A file image of Darwin Airport from above. (Image: Darwin Airport)

The City of Darwin has accused Darwin International Airport (DIA) of stiffing the council on more than $1 million in rate equivalent payments.

In a statement to NT News last week, a council spokesperson said that the airport is “required to make a financial contribution to the city in lieu of rates on land which is subleased to tenants, or land on which trading or operations are undertaken”.

While airports on leased Commonwealth land, such as Darwin, are not required to pay council rates, different rules for “rates equivalent” are meant to ensure non-aviation activities on airport land are not given an unfair commercial advantage over other businesses.

“Darwin International Airport complied with this requirement under their lease for many years, however following a change of leadership they stopped meeting their obligations,” the spokesperson said.

“Several payments of nominal amounts have been made, however, $1,070,784.22, including interest as at April 23, 2024 is still owing.”


According to the spokesperson, the airport makes use of the city’s assets paid for by ratepayers, including the stormwater system and the ratepayer-subsidised Shoal Bay Waste Management Facility.

“To recoup the debt would be the equivalent of a 1.4 per cent rate rise to residents and be unfair to local businesses not on airport land which do pay rates,” the spokesperson said.

“City of Darwin has engaged with the Darwin International Airport for over three years on this matter and will continue to attempt to engage with the airport to seek payment and resolve this matter.”

The airport’s owner, Airport Development Group (ADG), has hit back, saying that the council “does not provide the same services to the Darwin Airport precinct as it does to other ratepayers”.

“None of roads and road maintenance, street lighting, curbing, footpaths, waste removal, gardening maintenance and landscaping are provided by the City of Darwin. This is done through contracts DIA award to local companies,” ADG said in a statement.

# MATERIAL SHOWN:

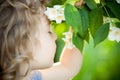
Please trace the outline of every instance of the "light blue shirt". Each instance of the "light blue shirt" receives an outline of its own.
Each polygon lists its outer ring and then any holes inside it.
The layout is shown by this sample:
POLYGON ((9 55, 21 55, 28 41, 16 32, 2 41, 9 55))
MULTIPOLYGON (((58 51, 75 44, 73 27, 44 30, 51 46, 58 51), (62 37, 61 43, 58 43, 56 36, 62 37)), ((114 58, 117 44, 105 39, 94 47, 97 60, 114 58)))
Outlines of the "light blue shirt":
POLYGON ((33 71, 30 75, 30 80, 42 80, 41 73, 39 71, 33 71))

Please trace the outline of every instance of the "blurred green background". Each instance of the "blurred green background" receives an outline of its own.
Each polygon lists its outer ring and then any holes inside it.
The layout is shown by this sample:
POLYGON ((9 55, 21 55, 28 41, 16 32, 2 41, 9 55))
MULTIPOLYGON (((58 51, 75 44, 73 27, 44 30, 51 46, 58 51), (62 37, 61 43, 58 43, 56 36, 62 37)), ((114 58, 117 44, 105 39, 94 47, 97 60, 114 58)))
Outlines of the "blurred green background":
MULTIPOLYGON (((60 39, 56 42, 55 61, 58 61, 64 43, 60 39)), ((120 80, 120 43, 106 39, 94 47, 90 38, 84 45, 82 68, 73 80, 120 80)))

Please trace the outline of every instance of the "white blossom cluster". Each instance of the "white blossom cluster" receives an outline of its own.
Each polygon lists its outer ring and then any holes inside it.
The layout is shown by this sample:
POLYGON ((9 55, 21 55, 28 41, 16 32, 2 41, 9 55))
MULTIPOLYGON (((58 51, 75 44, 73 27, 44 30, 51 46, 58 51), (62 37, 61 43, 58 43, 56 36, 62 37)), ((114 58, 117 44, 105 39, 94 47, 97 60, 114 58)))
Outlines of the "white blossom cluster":
POLYGON ((61 23, 65 20, 64 8, 62 8, 60 5, 55 5, 53 8, 47 7, 45 14, 47 15, 48 19, 51 21, 55 20, 56 23, 61 23))
POLYGON ((108 35, 108 39, 111 41, 120 41, 120 28, 117 28, 116 26, 113 26, 110 24, 110 32, 108 35))

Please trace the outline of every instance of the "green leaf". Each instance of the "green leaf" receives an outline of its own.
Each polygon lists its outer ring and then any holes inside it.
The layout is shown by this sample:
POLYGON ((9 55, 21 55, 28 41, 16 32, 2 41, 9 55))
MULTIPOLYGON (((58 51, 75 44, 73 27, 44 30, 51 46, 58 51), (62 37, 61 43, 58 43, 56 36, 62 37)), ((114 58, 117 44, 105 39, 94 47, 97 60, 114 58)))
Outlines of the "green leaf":
POLYGON ((103 24, 102 9, 93 9, 89 14, 89 21, 90 33, 94 36, 96 30, 103 24))
POLYGON ((81 27, 81 16, 79 11, 74 6, 67 4, 65 6, 65 19, 69 26, 73 28, 75 33, 78 32, 78 27, 81 27))
POLYGON ((120 22, 115 23, 116 27, 120 28, 120 22))
POLYGON ((79 35, 84 39, 88 33, 89 27, 89 18, 88 18, 88 11, 85 7, 79 9, 79 13, 81 16, 81 26, 79 27, 79 35))
POLYGON ((106 6, 112 11, 112 13, 120 20, 120 4, 116 1, 109 1, 106 6))
POLYGON ((53 7, 54 5, 63 5, 67 0, 50 0, 47 4, 49 7, 53 7))
POLYGON ((109 23, 106 23, 98 28, 94 35, 94 45, 96 46, 100 42, 104 41, 109 33, 109 23))
POLYGON ((94 0, 86 0, 86 4, 90 9, 95 9, 97 8, 97 4, 95 3, 94 0))
POLYGON ((84 45, 83 39, 80 38, 78 35, 73 35, 72 40, 73 40, 73 44, 82 52, 84 45))

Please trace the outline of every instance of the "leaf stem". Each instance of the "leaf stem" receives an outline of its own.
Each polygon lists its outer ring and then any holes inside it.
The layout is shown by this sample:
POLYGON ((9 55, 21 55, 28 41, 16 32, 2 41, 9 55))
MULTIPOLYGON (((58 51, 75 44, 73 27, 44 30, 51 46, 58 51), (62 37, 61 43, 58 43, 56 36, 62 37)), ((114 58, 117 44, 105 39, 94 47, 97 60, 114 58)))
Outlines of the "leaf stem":
POLYGON ((109 17, 110 23, 112 23, 112 20, 111 20, 111 18, 110 18, 110 15, 109 15, 109 13, 108 13, 106 7, 104 6, 104 4, 103 4, 102 2, 101 2, 101 4, 102 4, 102 6, 103 6, 103 8, 104 8, 104 10, 105 10, 105 12, 106 12, 106 14, 107 14, 107 16, 109 17))

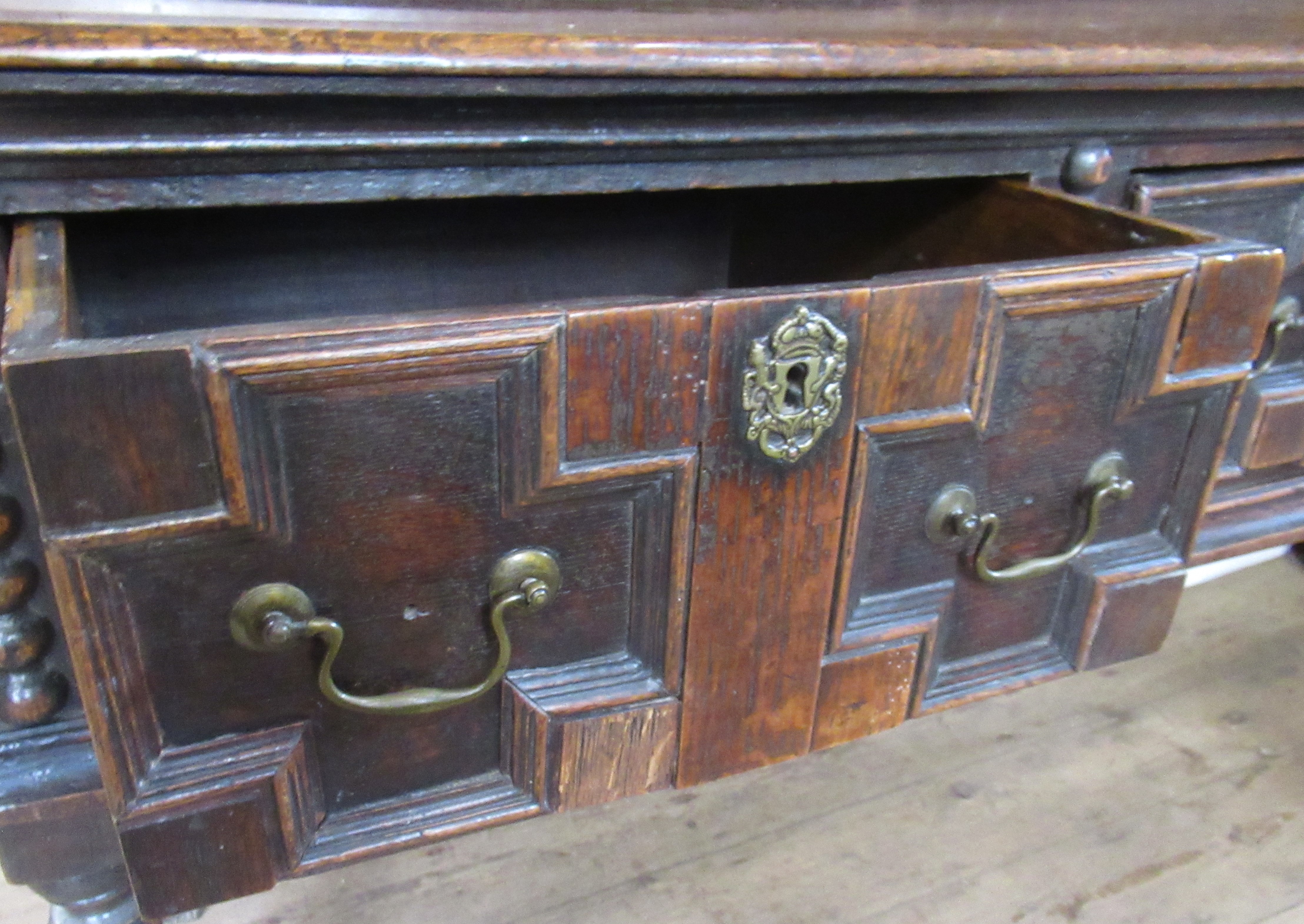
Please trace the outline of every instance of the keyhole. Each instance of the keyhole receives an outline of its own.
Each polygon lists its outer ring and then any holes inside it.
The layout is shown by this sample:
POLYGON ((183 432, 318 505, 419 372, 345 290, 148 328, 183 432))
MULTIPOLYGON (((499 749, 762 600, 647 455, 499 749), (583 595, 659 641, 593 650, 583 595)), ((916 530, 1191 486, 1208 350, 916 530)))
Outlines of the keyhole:
POLYGON ((801 411, 806 407, 806 364, 797 362, 788 368, 788 388, 784 391, 784 407, 801 411))

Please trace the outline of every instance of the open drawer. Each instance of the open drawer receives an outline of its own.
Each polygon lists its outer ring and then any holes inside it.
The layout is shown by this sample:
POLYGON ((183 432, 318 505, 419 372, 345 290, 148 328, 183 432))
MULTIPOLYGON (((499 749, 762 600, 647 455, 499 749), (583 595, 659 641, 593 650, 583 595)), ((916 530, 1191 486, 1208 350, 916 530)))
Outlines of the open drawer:
POLYGON ((9 266, 162 916, 1151 650, 1281 253, 953 180, 38 218, 9 266))

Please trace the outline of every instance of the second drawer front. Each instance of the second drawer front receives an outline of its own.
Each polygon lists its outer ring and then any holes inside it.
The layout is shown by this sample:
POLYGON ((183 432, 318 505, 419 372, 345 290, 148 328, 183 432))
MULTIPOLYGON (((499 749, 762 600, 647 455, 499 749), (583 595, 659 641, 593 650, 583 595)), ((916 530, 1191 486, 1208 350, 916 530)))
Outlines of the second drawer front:
POLYGON ((23 223, 5 382, 146 914, 1153 650, 1279 254, 948 189, 776 194, 756 288, 99 339, 23 223))

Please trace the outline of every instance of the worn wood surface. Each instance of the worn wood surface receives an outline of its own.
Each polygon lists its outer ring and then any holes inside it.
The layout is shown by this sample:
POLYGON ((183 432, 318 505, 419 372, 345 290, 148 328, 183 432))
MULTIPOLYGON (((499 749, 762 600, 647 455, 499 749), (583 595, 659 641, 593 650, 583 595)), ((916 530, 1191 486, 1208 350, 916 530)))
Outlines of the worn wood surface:
POLYGON ((1144 7, 947 0, 782 7, 711 0, 206 3, 162 10, 34 0, 0 27, 0 64, 353 73, 679 77, 1253 76, 1304 68, 1291 0, 1144 7), (1193 8, 1194 7, 1194 8, 1193 8), (61 16, 56 17, 55 13, 61 16), (85 25, 68 25, 64 17, 85 25), (236 25, 239 23, 239 26, 236 25), (1124 38, 1125 36, 1125 38, 1124 38))
MULTIPOLYGON (((1154 657, 689 792, 481 831, 206 924, 1297 924, 1304 570, 1189 592, 1154 657)), ((0 886, 0 921, 44 910, 0 886)))
MULTIPOLYGON (((1304 169, 1297 163, 1138 173, 1129 185, 1132 206, 1142 214, 1281 246, 1281 295, 1304 295, 1304 169)), ((1248 327, 1227 334, 1231 336, 1217 341, 1253 336, 1248 327)), ((1273 344, 1265 343, 1260 361, 1270 349, 1273 344)), ((1184 354, 1181 364, 1188 358, 1184 354)), ((1198 362, 1205 357, 1194 358, 1198 362)), ((1196 537, 1194 560, 1304 538, 1304 512, 1299 504, 1282 503, 1283 497, 1304 489, 1299 465, 1304 459, 1301 360, 1304 335, 1287 331, 1273 368, 1240 390, 1239 409, 1196 537)), ((1175 366, 1175 371, 1180 368, 1175 366)))

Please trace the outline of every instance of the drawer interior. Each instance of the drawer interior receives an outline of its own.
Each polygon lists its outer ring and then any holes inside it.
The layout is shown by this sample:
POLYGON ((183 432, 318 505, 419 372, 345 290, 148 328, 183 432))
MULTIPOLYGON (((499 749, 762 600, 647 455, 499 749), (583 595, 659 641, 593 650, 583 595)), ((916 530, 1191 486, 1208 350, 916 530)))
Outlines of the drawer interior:
POLYGON ((1200 240, 990 179, 77 215, 90 338, 868 279, 1200 240))

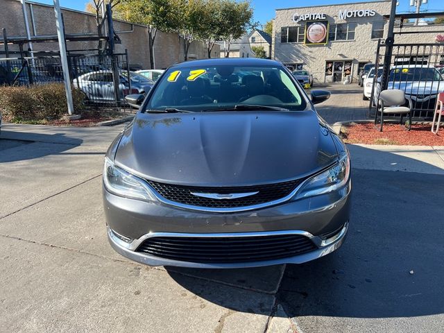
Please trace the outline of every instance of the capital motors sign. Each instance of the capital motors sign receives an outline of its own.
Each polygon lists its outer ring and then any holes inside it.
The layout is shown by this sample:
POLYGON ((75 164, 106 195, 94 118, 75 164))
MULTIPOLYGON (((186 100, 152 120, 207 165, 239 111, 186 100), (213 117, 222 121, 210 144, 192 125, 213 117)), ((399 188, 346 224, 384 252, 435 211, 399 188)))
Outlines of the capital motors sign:
MULTIPOLYGON (((338 17, 341 19, 347 19, 351 17, 372 17, 376 15, 376 11, 373 9, 360 9, 358 10, 350 10, 348 9, 344 9, 339 10, 338 17)), ((327 15, 323 12, 309 12, 308 14, 299 15, 295 13, 293 15, 293 21, 296 23, 300 21, 312 21, 327 19, 327 15)))
POLYGON ((376 11, 373 9, 361 9, 359 10, 349 10, 345 9, 344 10, 339 10, 338 16, 341 19, 347 19, 350 17, 371 17, 376 15, 376 11))

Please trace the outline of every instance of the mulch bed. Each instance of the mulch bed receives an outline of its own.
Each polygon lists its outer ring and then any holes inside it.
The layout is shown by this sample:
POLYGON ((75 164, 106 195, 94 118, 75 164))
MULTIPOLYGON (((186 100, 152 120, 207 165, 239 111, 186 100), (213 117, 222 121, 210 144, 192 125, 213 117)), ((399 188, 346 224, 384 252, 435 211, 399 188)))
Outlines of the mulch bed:
POLYGON ((107 120, 114 120, 123 118, 129 114, 116 110, 87 110, 81 113, 82 117, 77 120, 65 120, 63 119, 46 120, 40 123, 53 125, 55 126, 76 126, 92 127, 97 126, 98 123, 107 120))
POLYGON ((347 144, 444 146, 443 124, 438 135, 430 131, 432 124, 413 124, 409 132, 399 123, 384 123, 384 132, 377 128, 373 123, 352 123, 342 126, 341 135, 347 144))

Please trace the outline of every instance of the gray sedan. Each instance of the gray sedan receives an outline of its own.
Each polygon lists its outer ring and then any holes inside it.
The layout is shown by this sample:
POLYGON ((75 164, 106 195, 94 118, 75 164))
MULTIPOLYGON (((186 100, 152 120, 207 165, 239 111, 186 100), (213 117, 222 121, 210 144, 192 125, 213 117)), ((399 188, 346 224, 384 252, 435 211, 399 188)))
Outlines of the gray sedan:
POLYGON ((311 94, 278 62, 226 58, 176 65, 145 99, 127 96, 142 105, 103 169, 112 246, 149 265, 200 268, 337 249, 349 154, 314 106, 330 93, 311 94))

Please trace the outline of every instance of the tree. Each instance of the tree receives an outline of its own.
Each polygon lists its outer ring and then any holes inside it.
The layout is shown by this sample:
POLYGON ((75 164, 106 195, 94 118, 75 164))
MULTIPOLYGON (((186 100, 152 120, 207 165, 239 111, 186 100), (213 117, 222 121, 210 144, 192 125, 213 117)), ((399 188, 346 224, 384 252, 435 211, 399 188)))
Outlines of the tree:
POLYGON ((217 40, 222 39, 223 26, 221 24, 223 0, 207 0, 200 17, 199 38, 207 44, 207 56, 211 58, 211 52, 217 40))
POLYGON ((203 18, 207 15, 207 0, 171 0, 178 10, 175 28, 184 40, 184 60, 188 60, 191 42, 202 39, 205 30, 203 18))
POLYGON ((262 27, 262 30, 266 33, 273 36, 273 19, 267 22, 264 26, 262 27))
MULTIPOLYGON (((99 37, 103 37, 103 22, 102 22, 102 4, 110 4, 111 8, 114 8, 116 6, 120 3, 120 0, 92 0, 88 2, 85 6, 85 10, 94 14, 96 17, 96 26, 97 27, 97 35, 99 37), (105 2, 103 2, 105 1, 105 2)), ((99 52, 102 49, 103 46, 103 41, 99 41, 99 45, 97 48, 99 50, 99 52)))
POLYGON ((119 18, 147 26, 150 66, 155 68, 154 42, 157 31, 176 31, 177 15, 172 0, 121 0, 116 8, 119 18))
POLYGON ((264 46, 251 46, 251 50, 256 55, 256 58, 262 58, 265 59, 266 58, 266 53, 264 49, 264 46))
POLYGON ((227 45, 225 57, 230 56, 230 46, 233 40, 240 38, 247 30, 257 24, 253 23, 253 10, 247 1, 237 2, 234 0, 223 0, 221 25, 223 31, 222 39, 227 45))
POLYGON ((444 17, 436 17, 434 19, 434 22, 435 23, 435 24, 444 24, 444 17))

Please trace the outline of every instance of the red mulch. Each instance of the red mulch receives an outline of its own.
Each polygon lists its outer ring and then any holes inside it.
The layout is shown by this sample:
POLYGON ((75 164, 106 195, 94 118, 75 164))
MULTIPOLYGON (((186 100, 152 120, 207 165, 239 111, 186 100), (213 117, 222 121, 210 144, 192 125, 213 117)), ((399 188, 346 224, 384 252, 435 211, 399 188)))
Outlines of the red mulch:
POLYGON ((76 126, 76 127, 91 127, 94 126, 96 123, 105 120, 110 120, 111 118, 81 118, 78 120, 54 120, 49 121, 47 125, 54 125, 56 126, 76 126))
POLYGON ((430 131, 432 124, 412 125, 409 132, 404 125, 384 123, 379 132, 373 123, 356 123, 343 127, 341 135, 348 144, 444 146, 443 125, 435 135, 430 131))

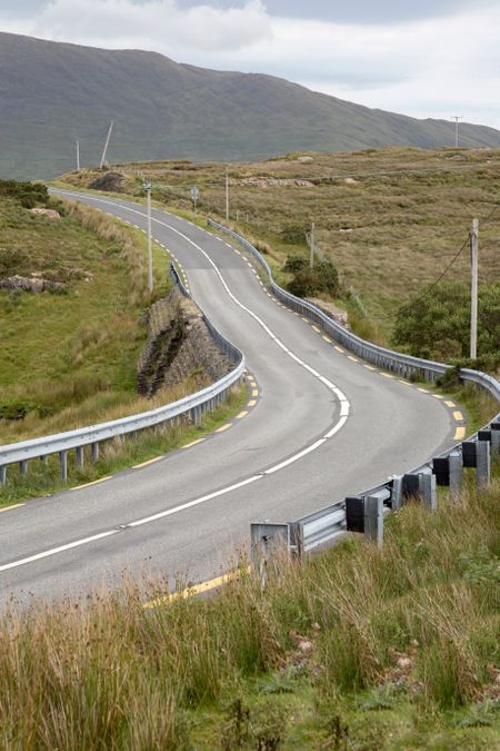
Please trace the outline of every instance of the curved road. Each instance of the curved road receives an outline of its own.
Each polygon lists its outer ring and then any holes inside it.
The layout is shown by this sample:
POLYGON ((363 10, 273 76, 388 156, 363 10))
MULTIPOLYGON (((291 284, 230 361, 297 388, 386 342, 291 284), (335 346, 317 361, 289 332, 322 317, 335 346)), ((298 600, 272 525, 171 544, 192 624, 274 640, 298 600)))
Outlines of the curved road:
MULTIPOLYGON (((144 207, 59 191, 146 228, 144 207)), ((246 549, 252 521, 291 521, 453 443, 442 399, 338 352, 266 294, 238 249, 166 211, 154 238, 242 349, 259 399, 230 429, 101 484, 0 515, 3 597, 83 594, 124 570, 203 581, 246 549)))

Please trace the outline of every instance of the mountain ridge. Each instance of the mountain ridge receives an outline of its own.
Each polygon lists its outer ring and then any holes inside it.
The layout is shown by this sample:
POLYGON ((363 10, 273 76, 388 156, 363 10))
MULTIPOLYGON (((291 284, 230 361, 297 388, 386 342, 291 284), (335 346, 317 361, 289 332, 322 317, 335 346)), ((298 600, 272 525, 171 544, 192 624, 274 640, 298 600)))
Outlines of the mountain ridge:
MULTIPOLYGON (((454 142, 446 120, 370 109, 264 73, 178 63, 0 32, 0 176, 49 178, 98 164, 111 120, 112 162, 241 161, 287 151, 454 142)), ((500 147, 500 131, 461 123, 461 146, 500 147)))

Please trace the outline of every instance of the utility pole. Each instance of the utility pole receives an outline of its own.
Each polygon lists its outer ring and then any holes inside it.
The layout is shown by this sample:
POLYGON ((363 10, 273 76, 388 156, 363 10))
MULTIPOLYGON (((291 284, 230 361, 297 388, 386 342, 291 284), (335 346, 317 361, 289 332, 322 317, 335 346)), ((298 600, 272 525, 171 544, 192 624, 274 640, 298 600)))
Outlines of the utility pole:
POLYGON ((229 221, 229 167, 226 167, 226 221, 229 221))
POLYGON ((314 268, 314 223, 311 223, 311 231, 306 233, 306 239, 309 245, 309 266, 314 268))
POLYGON ((152 241, 151 241, 151 182, 143 182, 142 188, 146 190, 146 202, 148 208, 148 289, 153 290, 152 278, 152 241))
POLYGON ((109 130, 108 130, 108 136, 107 136, 106 144, 104 144, 104 150, 102 151, 101 164, 99 165, 99 169, 102 169, 104 160, 106 160, 106 152, 108 151, 109 139, 111 138, 111 130, 113 129, 113 125, 114 125, 114 122, 113 122, 113 120, 111 120, 111 123, 110 123, 109 130))
POLYGON ((458 126, 463 120, 463 115, 453 115, 451 119, 454 120, 454 148, 458 149, 458 126))
POLYGON ((479 219, 472 219, 470 230, 470 357, 478 356, 478 246, 479 246, 479 219))

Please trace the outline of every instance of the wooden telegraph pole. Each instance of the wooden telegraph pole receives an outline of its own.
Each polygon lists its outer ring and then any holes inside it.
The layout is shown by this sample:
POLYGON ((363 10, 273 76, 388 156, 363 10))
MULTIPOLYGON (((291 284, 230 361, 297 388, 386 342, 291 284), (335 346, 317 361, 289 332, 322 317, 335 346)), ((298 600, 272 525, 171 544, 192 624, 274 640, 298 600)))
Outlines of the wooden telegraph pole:
POLYGON ((472 220, 470 230, 470 357, 478 356, 478 246, 479 219, 472 220))

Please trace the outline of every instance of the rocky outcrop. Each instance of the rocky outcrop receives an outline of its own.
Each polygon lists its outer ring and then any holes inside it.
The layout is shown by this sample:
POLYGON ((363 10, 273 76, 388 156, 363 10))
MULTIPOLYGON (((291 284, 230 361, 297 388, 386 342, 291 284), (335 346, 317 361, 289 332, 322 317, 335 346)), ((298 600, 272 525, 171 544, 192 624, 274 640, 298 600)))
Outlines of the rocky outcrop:
POLYGON ((46 290, 51 291, 64 291, 66 285, 61 281, 51 281, 50 279, 44 279, 41 276, 8 276, 3 279, 0 279, 0 289, 8 289, 10 291, 30 291, 30 293, 41 293, 46 290))
POLYGON ((34 216, 47 217, 48 219, 60 219, 61 218, 61 215, 59 214, 59 211, 56 211, 56 209, 34 208, 34 209, 30 209, 30 214, 34 214, 34 216))
POLYGON ((338 308, 332 303, 327 303, 326 300, 320 300, 317 299, 316 297, 309 297, 308 303, 312 303, 312 305, 316 305, 316 307, 322 310, 324 315, 329 316, 329 318, 332 318, 334 322, 337 322, 344 328, 348 329, 351 328, 349 325, 349 316, 346 310, 338 308))
POLYGON ((93 190, 109 190, 111 192, 123 192, 122 184, 124 180, 124 175, 121 172, 104 172, 102 177, 98 177, 97 180, 93 180, 89 188, 93 190))
POLYGON ((213 342, 196 305, 176 289, 151 306, 148 340, 138 364, 138 391, 152 396, 197 375, 200 383, 221 378, 231 364, 213 342))

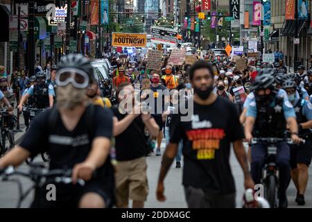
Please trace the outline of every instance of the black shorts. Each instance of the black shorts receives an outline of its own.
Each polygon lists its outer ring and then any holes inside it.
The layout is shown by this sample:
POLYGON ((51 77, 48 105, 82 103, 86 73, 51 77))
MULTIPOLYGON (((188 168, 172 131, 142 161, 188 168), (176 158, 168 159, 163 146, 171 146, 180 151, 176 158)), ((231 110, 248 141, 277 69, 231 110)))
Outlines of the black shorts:
POLYGON ((162 130, 162 128, 164 128, 164 122, 162 121, 162 115, 155 115, 153 116, 155 121, 156 121, 156 123, 157 123, 158 126, 159 127, 159 130, 162 130))
POLYGON ((297 168, 297 164, 304 164, 308 166, 312 159, 312 149, 310 140, 306 140, 304 144, 291 145, 291 167, 297 168))
POLYGON ((35 198, 31 206, 32 208, 77 208, 83 196, 89 192, 100 195, 104 200, 106 208, 110 208, 114 205, 113 184, 104 185, 99 180, 87 182, 83 187, 73 184, 55 184, 55 200, 47 200, 47 196, 51 196, 51 193, 49 193, 51 189, 46 187, 48 184, 39 189, 38 198, 37 200, 35 198))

# PARTS OF THE EXERCISE:
(1) In the article about the Darwin airport rates dispute, how much does the council say is still owed, including interest as at April 23, 2024?
(2) Carry on the article about the Darwin airport rates dispute, starting right after its final sentence.

# TASK-BY-TASK OUTPUTS:
(1) $1,070,784.22

(2)
“All of these costs are borne by the various businesses in the DIA precinct and, when combined with City of Darwin’s claim for full rates, results in these businesses being materially worse off than other businesses within the City of Darwin.”

According to ADG, the airport has been in discussions with council for several years and “seeks the same outcome as contained within the Act – commercial neutrality (i.e. a level playing field independent of whether businesses are on or off airport)”.

“DIA has offered to pay the full rates to the City of Darwin, exactly as per council schedules, with council providing the same services consistent with what is provided elsewhere within the city. This was rejected,” the company said.

“DIA subsequently offered to continue to provide and engage local businesses for these services while deducting these costs off the rates to derive a ‘rates equivalent’, in line with the Act. This was also rejected.

“DIA has been making contributions towards the equivalent of rates, but not to the value the council has calculated for rate payers who receive full council services. DIA has written to precinct tenants to keep them informed. DIA does not receive any financial benefit irrespective of outcome.”

Darwin Airport last year opened a $30 million “airport resort” and released its 2023 Master Plan, which will provide a 20-year road map for land use as well as the development of new and existing facilities.